Excerpts of pointing data –
--- START ---
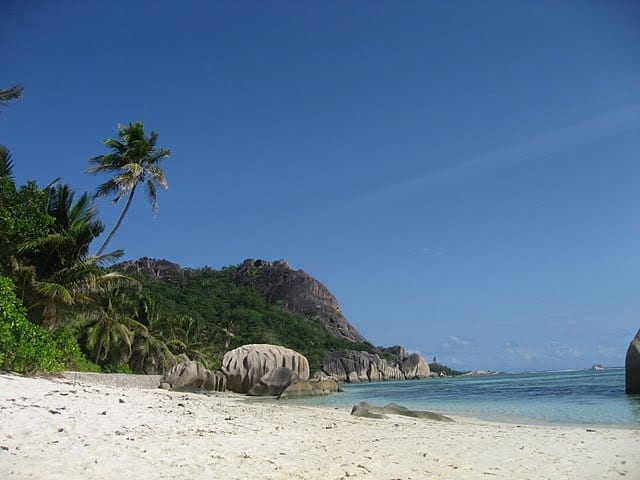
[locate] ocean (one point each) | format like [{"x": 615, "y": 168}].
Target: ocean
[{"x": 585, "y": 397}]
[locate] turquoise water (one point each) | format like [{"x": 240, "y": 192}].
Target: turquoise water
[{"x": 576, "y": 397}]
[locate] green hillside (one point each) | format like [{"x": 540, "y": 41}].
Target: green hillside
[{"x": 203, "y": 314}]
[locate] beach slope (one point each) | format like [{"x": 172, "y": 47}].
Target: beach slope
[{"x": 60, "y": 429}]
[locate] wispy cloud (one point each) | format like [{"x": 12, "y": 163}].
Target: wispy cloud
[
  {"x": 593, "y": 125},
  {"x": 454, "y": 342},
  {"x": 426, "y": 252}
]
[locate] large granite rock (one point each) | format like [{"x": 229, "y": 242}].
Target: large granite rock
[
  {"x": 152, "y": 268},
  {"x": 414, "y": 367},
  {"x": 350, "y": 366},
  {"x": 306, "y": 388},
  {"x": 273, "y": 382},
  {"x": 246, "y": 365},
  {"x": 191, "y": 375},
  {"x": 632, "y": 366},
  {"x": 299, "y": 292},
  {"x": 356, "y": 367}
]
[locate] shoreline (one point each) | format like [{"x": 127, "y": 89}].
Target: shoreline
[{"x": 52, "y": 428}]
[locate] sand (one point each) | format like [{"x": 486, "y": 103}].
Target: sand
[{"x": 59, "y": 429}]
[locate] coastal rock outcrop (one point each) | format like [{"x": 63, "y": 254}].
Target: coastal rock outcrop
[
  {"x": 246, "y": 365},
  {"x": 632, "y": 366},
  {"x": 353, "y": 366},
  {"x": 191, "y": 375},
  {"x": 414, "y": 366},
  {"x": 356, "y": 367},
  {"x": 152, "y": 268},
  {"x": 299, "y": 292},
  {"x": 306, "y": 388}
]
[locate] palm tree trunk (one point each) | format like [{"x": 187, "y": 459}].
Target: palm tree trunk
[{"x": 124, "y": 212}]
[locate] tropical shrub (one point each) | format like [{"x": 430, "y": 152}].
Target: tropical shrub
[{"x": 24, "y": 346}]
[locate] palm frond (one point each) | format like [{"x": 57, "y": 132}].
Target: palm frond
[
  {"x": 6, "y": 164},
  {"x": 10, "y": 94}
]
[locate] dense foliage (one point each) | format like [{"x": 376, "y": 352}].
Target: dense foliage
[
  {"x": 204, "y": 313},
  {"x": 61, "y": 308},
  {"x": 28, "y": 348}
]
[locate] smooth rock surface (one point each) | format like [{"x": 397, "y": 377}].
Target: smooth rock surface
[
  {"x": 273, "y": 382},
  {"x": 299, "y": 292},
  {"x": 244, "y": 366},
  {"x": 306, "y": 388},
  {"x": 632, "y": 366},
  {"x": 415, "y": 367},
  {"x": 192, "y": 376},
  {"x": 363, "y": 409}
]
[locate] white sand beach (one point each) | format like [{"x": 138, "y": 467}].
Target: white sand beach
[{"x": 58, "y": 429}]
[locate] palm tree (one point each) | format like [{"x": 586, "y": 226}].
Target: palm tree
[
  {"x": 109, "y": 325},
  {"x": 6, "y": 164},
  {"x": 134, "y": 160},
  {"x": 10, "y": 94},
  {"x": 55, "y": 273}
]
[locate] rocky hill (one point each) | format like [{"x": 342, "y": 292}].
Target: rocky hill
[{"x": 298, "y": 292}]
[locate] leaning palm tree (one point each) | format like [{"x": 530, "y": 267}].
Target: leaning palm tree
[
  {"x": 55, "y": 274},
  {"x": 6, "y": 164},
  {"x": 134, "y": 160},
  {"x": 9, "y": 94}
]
--- END ---
REQUIRED TASK – Rewrite all the entries above, substituting "Object" for every "Target" and keeping everything else the same, and omit the pictures from your answer.

CORRECT RESULT –
[locate] ocean (one point each) | format like [{"x": 615, "y": 168}].
Object: ocean
[{"x": 585, "y": 397}]
[locate] turquoise water (one point each) | format like [{"x": 240, "y": 192}].
Object: turquoise water
[{"x": 576, "y": 397}]
[locate] green hillside (one point each) | format like [{"x": 540, "y": 41}].
Object: green hillside
[{"x": 203, "y": 314}]
[locate] beach slope (one point each) | format like [{"x": 172, "y": 47}].
Object: beach slope
[{"x": 60, "y": 429}]
[locate] wispy cloud (one point each) | format like [{"x": 12, "y": 163}].
Object: wispy cloud
[
  {"x": 593, "y": 125},
  {"x": 454, "y": 342},
  {"x": 426, "y": 252}
]
[locate] large granite rock (one point each) | format like [{"x": 229, "y": 242}].
Object: large granite rock
[
  {"x": 152, "y": 268},
  {"x": 414, "y": 367},
  {"x": 350, "y": 366},
  {"x": 306, "y": 388},
  {"x": 273, "y": 382},
  {"x": 246, "y": 365},
  {"x": 191, "y": 375},
  {"x": 632, "y": 366},
  {"x": 299, "y": 292},
  {"x": 356, "y": 367}
]
[locate] shoreline (one point each) | format like [{"x": 127, "y": 89}].
Object: shoreline
[{"x": 52, "y": 428}]
[locate] sand (one point each) | format like [{"x": 486, "y": 103}].
Object: sand
[{"x": 59, "y": 429}]
[locate] coastal rock outcrop (one point each) | format like [{"x": 63, "y": 254}].
Object: coastal rock outcrop
[
  {"x": 246, "y": 365},
  {"x": 632, "y": 366},
  {"x": 353, "y": 366},
  {"x": 191, "y": 375},
  {"x": 414, "y": 366},
  {"x": 356, "y": 367},
  {"x": 152, "y": 268},
  {"x": 299, "y": 292},
  {"x": 306, "y": 388}
]
[locate] palm tree trunk (one point each) | format like [{"x": 187, "y": 459}].
Object: palm tree trunk
[{"x": 124, "y": 212}]
[locate] tropical shrub (one point each) | format like [{"x": 430, "y": 152}].
Object: tropical shrub
[{"x": 24, "y": 346}]
[locate] palm frond (one point each) | format like [{"x": 57, "y": 132}].
Object: palm frond
[
  {"x": 6, "y": 164},
  {"x": 10, "y": 94}
]
[locate] dense foliage (one point each) | format like [{"x": 376, "y": 352}].
Object: dense foliage
[
  {"x": 204, "y": 313},
  {"x": 61, "y": 308},
  {"x": 28, "y": 348}
]
[locate] smooth rock surface (one point each) | format like [{"x": 397, "y": 377}].
Object: smooth rock surface
[
  {"x": 273, "y": 382},
  {"x": 299, "y": 292},
  {"x": 244, "y": 366},
  {"x": 306, "y": 388},
  {"x": 632, "y": 366},
  {"x": 415, "y": 367},
  {"x": 192, "y": 376},
  {"x": 363, "y": 409}
]
[locate] white sand beach (one point each) | format like [{"x": 138, "y": 467}].
Object: white sand beach
[{"x": 58, "y": 429}]
[locate] palm tree (one point each) | format like [{"x": 586, "y": 226}].
Object: palm tree
[
  {"x": 109, "y": 325},
  {"x": 6, "y": 164},
  {"x": 134, "y": 160},
  {"x": 10, "y": 94},
  {"x": 55, "y": 273}
]
[locate] rocky hill (one point each) | format like [{"x": 342, "y": 292}].
Object: rocky hill
[{"x": 298, "y": 292}]
[locate] leaning palm tree (one point each) | format like [{"x": 530, "y": 267}].
Object: leaning palm tree
[
  {"x": 55, "y": 274},
  {"x": 6, "y": 164},
  {"x": 134, "y": 160},
  {"x": 9, "y": 94}
]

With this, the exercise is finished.